## INPUT RECORDS
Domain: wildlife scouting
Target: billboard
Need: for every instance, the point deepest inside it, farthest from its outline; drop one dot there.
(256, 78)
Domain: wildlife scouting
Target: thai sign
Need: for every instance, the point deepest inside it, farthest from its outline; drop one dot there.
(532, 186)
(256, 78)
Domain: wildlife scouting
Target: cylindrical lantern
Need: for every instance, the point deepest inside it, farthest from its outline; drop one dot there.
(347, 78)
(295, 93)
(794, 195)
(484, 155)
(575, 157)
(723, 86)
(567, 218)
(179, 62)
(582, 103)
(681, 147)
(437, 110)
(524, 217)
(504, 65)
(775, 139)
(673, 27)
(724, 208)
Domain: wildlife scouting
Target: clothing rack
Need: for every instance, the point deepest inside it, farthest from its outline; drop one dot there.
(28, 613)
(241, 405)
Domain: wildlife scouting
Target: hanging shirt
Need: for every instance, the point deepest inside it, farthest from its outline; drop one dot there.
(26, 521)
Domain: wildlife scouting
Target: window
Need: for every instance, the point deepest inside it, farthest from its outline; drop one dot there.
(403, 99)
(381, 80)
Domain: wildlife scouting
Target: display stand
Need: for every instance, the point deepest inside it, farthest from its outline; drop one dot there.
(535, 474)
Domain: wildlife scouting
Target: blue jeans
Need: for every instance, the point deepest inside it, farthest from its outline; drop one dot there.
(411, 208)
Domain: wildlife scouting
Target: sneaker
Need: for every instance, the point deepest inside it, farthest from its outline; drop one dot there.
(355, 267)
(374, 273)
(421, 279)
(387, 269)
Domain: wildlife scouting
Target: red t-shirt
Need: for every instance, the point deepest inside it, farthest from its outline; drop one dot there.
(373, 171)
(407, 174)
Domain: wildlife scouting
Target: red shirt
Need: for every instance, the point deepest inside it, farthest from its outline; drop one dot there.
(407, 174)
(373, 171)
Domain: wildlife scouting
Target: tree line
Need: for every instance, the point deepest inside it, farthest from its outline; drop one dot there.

## TASK DESCRIPTION
The entries above should be repeated exactly, every one of them.

## SOLVED EXERCISE
Domain: wildlife scouting
Target: billboard
Need: for every instance, the point deepest inside it, farthest from its outline; drop one dot there.
(256, 78)
Domain: wildlife scouting
Target: thai sign
Need: for every instance, the point deepest inside it, farthest from its outline; drop one dot there.
(532, 186)
(256, 78)
Domain: wildlife scouting
Target: cylindrical lantern
Need: for every instance, the point deepest inside it, farthest from its outline; drop one dot there.
(347, 78)
(295, 93)
(794, 195)
(484, 155)
(575, 157)
(723, 86)
(567, 218)
(179, 62)
(582, 103)
(681, 147)
(437, 110)
(524, 217)
(504, 65)
(775, 139)
(673, 27)
(724, 208)
Domain: wildlife scouting
Target: clothing rack
Need: for every instance, the point deepest inside it, farthest from its outline; drop one dot there.
(28, 613)
(241, 405)
Domain: wildlife scouting
Target: hanging shirt
Need: for every instance, the point deepest inside it, farthest from its outline; drop one dot there.
(26, 521)
Domain: wildlife scouting
Target: window
Need: for every instance, the point deepest inside it, farthest from its outline; drop one dot there.
(403, 99)
(381, 80)
Domain: wildlife scouting
Target: display stand
Need: for every instance, the point deepest inside it, farthest from its outline; drop one dot there.
(535, 474)
Domain: wildlife scouting
Target: blue jeans
Need: for every instance, the point deepest inside it, farthest from its outline; drop one dot there.
(411, 208)
Domain: wildlife scouting
Target: sneaker
Need: for every instance, the point deepest inside it, farthest from its outline; drop one dot there.
(355, 267)
(374, 273)
(421, 279)
(387, 269)
Domain: wildlife scouting
Target: red t-shirt
Need: for every instance, the point deepest inside it, farthest from its outline; drop one dot there.
(373, 171)
(407, 174)
Domain: wildlife scouting
Target: red shirt
Need: for every instance, the point deepest inside it, farthest from its outline; drop one dot there.
(407, 174)
(373, 171)
Domain: wildlife scouting
Target: tree line
Need: for every instance, the point deepest inside it, farthest from its outline; drop one dot there.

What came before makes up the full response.